Source information:
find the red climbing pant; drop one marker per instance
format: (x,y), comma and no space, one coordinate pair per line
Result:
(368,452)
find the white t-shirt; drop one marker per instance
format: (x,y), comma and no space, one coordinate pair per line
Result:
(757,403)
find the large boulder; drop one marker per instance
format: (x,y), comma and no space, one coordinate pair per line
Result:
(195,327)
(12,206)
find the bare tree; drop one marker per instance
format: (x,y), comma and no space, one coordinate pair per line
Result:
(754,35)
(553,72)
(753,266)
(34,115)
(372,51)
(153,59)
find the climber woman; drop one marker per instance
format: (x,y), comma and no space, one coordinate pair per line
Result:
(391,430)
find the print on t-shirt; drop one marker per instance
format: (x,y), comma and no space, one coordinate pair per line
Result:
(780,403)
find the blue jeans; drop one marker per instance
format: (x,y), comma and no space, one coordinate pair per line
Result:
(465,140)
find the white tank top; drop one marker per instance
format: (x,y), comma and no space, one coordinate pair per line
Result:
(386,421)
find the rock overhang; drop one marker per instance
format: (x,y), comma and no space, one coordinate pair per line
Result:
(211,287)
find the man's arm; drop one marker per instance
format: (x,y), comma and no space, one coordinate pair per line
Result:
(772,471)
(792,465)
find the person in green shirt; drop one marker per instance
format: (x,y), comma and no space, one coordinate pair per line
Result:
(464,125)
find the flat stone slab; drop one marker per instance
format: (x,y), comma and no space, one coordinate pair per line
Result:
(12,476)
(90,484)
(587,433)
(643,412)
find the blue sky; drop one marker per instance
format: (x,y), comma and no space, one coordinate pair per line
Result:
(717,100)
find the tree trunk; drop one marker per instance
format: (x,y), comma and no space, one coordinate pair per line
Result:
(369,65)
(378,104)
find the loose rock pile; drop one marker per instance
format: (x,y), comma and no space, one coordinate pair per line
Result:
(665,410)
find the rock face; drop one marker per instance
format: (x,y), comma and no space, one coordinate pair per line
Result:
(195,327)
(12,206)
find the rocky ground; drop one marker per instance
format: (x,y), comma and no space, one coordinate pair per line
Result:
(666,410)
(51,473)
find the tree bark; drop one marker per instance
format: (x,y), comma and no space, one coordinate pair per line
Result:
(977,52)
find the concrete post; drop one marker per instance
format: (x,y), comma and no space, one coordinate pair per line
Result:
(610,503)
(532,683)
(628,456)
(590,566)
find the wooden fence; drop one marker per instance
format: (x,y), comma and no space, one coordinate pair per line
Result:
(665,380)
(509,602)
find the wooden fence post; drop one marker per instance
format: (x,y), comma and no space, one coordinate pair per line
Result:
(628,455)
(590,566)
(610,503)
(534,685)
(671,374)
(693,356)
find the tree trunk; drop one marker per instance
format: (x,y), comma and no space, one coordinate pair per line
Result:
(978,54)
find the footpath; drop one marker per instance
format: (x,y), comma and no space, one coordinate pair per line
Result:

What the exercise asks: Each line above that has "blue" adds one to the count; say the final count with no other text.

Result below: 2